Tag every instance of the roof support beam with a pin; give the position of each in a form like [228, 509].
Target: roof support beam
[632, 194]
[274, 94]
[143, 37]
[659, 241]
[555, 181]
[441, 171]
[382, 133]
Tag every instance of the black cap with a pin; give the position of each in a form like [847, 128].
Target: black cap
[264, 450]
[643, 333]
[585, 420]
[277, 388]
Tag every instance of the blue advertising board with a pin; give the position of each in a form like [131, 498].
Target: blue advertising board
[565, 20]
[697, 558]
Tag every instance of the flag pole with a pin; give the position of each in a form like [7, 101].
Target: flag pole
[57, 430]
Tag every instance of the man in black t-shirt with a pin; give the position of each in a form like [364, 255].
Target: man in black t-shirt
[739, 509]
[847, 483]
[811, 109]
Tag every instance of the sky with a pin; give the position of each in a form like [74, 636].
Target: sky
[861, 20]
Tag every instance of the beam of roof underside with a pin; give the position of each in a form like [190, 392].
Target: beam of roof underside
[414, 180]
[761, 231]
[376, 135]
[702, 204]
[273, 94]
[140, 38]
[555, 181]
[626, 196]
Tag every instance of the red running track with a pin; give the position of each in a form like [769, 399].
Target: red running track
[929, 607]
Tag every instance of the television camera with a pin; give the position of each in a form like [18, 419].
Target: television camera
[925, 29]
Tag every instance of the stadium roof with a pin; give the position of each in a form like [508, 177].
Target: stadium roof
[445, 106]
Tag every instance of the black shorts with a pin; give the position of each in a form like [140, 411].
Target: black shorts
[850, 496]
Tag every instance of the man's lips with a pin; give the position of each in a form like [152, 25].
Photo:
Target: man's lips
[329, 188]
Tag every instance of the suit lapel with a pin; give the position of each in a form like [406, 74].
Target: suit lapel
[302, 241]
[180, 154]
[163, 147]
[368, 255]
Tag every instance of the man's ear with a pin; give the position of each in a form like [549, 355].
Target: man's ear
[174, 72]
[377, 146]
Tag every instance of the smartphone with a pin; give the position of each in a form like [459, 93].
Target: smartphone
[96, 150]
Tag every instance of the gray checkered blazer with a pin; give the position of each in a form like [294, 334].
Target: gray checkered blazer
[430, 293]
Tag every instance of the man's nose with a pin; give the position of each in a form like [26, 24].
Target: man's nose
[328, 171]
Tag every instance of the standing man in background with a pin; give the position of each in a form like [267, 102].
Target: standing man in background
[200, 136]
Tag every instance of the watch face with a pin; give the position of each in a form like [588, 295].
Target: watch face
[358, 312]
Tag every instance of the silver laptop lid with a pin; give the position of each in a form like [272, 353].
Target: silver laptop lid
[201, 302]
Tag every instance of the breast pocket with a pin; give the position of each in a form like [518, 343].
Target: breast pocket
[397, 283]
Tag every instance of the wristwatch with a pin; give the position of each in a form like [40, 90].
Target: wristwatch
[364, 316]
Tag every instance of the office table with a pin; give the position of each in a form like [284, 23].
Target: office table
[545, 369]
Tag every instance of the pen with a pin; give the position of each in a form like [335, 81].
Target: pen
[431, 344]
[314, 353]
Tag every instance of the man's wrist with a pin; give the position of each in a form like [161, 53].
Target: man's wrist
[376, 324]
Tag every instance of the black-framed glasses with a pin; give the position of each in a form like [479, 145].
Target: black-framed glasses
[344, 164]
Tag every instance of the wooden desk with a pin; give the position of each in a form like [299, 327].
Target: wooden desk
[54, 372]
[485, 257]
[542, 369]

════════════════════

• **Work to complete**
Copy out every line of the listing above without changing anything.

• **Reply to the exercise**
Tag every instance of the roof support beam with a pin; give the position of each in a form like [228, 509].
Target: roof support beam
[632, 194]
[274, 94]
[143, 37]
[659, 241]
[555, 181]
[441, 171]
[382, 133]
Tag every instance of the black cap with a pin; give the position of each in a form like [847, 128].
Target: black cap
[264, 450]
[643, 333]
[585, 420]
[277, 388]
Tag every instance of the blue advertising board with a pin; give the position of each in a form like [131, 498].
Target: blue advertising board
[565, 20]
[697, 558]
Tag every instance of the flag pole with a pin; give the position of each in a form like [7, 101].
Target: flag pole
[57, 430]
Tag every instance of the man in black t-shirt with a pin; give the position of each in a form like [364, 255].
Target: man in black t-shirt
[739, 509]
[847, 483]
[811, 109]
Tag every instance of the sky with a pin; give the position of each in a form like [74, 636].
Target: sky
[861, 20]
Tag every instance of the beam of roof underside with a pin; give the position of each in a form like [190, 392].
Target: beam of roof underside
[414, 180]
[761, 231]
[376, 135]
[702, 204]
[273, 94]
[140, 38]
[555, 181]
[626, 196]
Tag every instance of the red running track with a pin; give the position of each in a form like [769, 399].
Target: red running track
[929, 607]
Tag every instance of the television camera with a pin; give the position of each in a form like [18, 419].
Target: television camera
[925, 29]
Tag every instance of the stadium roof with a pin; give the position of each in a form like [508, 177].
Target: stadium roof
[445, 106]
Tag every instance of the black shorts with a pin; give the position of each in a form like [140, 411].
Target: black shorts
[850, 496]
Tag every instance of the man's lips with a pin; give the position of each in a form like [152, 25].
Photo:
Target: man's lips
[329, 188]
Tag every instance of the suit lapel with a pin; give the position of each in a form like [406, 74].
Target: suit lapel
[302, 241]
[180, 154]
[163, 147]
[368, 255]
Tag every instance of the man's ear with a pin; give the position of each in a form like [549, 355].
Target: man's ear
[174, 72]
[377, 146]
Tag every instance of the smartphone with a pin; give the position of each in a form like [459, 93].
Target: smartphone
[96, 150]
Tag every instance of the gray checkered blazer with a pin; give the position of each in a form like [294, 334].
Target: gray checkered blazer
[430, 293]
Tag every instance of the man's nose with a pin; give the position of each in a form like [26, 24].
Target: man's nose
[328, 171]
Tag every instance of the standing man in background with a pin; give the position of each in a form like [267, 102].
Target: standing man in background
[200, 136]
Tag every instance of the watch face with a pin; give the position of each in a form like [588, 295].
Target: watch face
[358, 312]
Tag every instance of the silver laptop lid with a pin; give the position of each in a form like [272, 353].
Target: silver laptop lid
[201, 302]
Tag every instance of the breast pocket with a pin; give the position of each in a form like [518, 343].
Target: breast pocket
[397, 283]
Tag every instance of the wristwatch with a pin; give the position of each in a form like [40, 90].
Target: wristwatch
[364, 316]
Tag every instance of the office table with a pin; give the position of each in a form like [284, 23].
Target: office table
[545, 369]
Tag every instance of the pen with a pin; give the position of each in a form like [335, 81].
Target: pen
[431, 344]
[314, 353]
Tag every instance of the man's wrist with a pin; give the position of each in a form like [161, 53].
Target: man's wrist
[376, 324]
Tag every instance of the black-framed glasses with a pin; give the position of each in a form like [479, 145].
Target: black-framed glasses
[344, 164]
Tag every instance of the wooden desk with a pin; give the position of each in a form like [299, 327].
Target: wooden desk
[54, 372]
[485, 257]
[542, 369]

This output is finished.